### WHAT YOU HAVE TO DO
Print only the lines below, from the very first to the one containing "Shot-chart prep: mark the white cloud", exactly as they stand. Do not print pictures.

### RECORDS SHOWN
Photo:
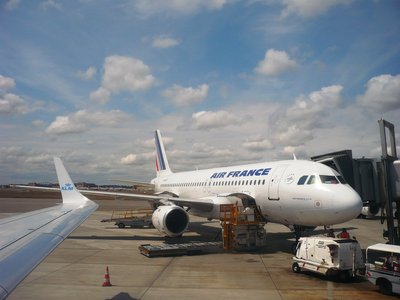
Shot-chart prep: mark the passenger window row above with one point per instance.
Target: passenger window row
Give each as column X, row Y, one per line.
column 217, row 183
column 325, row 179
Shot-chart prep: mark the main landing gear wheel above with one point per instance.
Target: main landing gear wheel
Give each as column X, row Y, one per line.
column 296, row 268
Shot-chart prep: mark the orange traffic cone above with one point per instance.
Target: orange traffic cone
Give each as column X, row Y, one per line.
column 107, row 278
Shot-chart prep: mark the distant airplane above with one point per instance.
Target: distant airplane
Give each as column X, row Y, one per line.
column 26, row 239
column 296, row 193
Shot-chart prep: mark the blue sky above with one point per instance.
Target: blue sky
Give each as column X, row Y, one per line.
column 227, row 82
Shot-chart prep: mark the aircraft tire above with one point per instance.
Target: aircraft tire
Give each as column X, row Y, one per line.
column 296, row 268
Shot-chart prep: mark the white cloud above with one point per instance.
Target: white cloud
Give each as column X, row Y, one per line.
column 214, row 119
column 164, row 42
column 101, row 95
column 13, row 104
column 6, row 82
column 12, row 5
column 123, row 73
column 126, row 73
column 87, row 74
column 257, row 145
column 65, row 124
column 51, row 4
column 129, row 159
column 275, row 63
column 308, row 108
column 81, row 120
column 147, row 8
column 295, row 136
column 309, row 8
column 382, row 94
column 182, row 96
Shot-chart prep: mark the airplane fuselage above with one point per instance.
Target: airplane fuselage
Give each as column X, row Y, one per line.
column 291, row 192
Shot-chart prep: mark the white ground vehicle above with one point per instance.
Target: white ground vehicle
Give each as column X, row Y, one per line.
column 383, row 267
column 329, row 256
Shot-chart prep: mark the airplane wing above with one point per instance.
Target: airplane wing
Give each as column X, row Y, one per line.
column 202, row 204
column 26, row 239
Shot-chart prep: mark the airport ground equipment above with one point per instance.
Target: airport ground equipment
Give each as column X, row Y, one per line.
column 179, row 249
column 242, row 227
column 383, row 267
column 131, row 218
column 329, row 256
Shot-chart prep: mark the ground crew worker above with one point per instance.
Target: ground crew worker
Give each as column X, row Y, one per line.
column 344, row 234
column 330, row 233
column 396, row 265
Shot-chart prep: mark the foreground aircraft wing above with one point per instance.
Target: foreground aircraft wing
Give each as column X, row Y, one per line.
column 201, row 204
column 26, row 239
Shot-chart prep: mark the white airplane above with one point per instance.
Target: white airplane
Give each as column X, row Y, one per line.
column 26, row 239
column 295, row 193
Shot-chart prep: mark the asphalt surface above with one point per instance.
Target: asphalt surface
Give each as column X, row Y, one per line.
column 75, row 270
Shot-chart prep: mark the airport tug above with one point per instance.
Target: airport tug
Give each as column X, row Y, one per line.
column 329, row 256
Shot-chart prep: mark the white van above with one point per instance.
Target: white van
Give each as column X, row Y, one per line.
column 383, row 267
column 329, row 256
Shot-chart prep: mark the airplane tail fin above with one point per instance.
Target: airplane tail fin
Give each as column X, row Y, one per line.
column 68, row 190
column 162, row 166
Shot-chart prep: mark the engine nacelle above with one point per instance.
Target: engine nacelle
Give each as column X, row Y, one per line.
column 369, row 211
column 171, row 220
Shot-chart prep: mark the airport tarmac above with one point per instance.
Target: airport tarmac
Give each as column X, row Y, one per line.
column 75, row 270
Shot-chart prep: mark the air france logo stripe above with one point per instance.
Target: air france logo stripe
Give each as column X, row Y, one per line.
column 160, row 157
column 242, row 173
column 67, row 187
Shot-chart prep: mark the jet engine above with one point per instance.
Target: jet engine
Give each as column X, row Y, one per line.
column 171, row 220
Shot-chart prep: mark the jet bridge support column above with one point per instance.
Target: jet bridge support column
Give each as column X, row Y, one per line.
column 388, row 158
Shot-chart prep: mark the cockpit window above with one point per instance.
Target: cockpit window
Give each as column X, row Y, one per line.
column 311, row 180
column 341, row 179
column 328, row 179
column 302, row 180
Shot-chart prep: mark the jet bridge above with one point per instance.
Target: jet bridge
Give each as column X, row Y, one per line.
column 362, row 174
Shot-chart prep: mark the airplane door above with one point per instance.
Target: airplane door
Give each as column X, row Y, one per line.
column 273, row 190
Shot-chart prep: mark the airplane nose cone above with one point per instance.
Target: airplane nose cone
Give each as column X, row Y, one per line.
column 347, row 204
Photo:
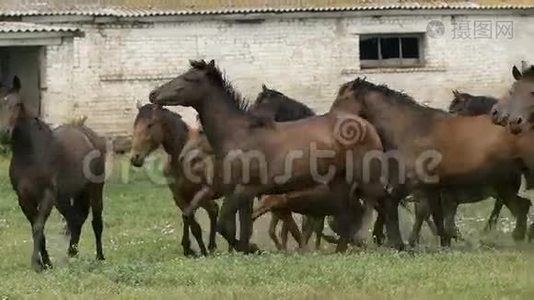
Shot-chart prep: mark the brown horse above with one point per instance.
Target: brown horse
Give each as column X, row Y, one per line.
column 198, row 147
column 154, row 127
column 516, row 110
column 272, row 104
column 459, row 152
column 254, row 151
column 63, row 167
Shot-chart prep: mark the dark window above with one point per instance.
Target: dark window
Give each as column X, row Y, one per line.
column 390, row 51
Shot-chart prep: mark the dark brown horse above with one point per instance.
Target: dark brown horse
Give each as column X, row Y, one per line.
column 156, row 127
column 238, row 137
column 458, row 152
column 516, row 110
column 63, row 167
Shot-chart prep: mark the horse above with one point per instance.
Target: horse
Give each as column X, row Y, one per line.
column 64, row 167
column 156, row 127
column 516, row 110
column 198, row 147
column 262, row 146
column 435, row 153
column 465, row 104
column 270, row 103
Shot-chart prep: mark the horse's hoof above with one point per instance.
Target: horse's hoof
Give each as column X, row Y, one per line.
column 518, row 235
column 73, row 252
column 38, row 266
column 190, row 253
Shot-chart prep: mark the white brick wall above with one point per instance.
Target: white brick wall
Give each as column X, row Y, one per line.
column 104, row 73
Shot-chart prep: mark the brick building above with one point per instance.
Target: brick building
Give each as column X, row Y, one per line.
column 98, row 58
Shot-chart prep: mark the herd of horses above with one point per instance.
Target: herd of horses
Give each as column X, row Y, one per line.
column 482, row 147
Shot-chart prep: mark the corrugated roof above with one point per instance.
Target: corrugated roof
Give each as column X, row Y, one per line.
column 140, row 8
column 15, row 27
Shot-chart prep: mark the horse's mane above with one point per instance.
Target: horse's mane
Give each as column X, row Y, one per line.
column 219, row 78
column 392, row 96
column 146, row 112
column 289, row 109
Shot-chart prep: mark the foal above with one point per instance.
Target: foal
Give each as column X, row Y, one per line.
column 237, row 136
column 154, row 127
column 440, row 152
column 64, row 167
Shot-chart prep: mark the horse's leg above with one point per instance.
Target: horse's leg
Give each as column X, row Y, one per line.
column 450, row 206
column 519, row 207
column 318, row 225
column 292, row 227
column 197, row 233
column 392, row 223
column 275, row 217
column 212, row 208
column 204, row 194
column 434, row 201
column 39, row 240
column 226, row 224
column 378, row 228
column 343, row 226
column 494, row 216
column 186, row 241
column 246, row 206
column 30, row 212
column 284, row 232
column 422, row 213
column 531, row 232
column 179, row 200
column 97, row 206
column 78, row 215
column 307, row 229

### PROBLEM SOLUTION
Photo:
Shot-chart prep: mark the passenger window row above with one point per instance.
Target: passenger window row
Give each as column X, row Y, one per line.
column 217, row 183
column 325, row 179
Shot-chart prep: mark the main landing gear wheel above with one point per instance.
Target: main landing gear wheel
Give each as column X, row Y, one per line.
column 296, row 268
Shot-chart prep: mark the orange traffic cone above with one point per instance.
Target: orange traffic cone
Give each as column X, row Y, one per line.
column 107, row 278
Shot-chart prep: mark the distant airplane above with one point per instance.
Target: distant airplane
Give each as column X, row Y, one per line.
column 26, row 239
column 296, row 193
Shot-chart prep: mark the blue sky above with one point per instance.
Target: blue sky
Give each as column X, row Y, one per line.
column 227, row 82
Shot-chart prep: mark the aircraft tire above with one point per instance.
Target: aircraft tire
Give each as column X, row Y, one per line.
column 296, row 268
Shot-chart prep: mark the white cloud above with one point per instance.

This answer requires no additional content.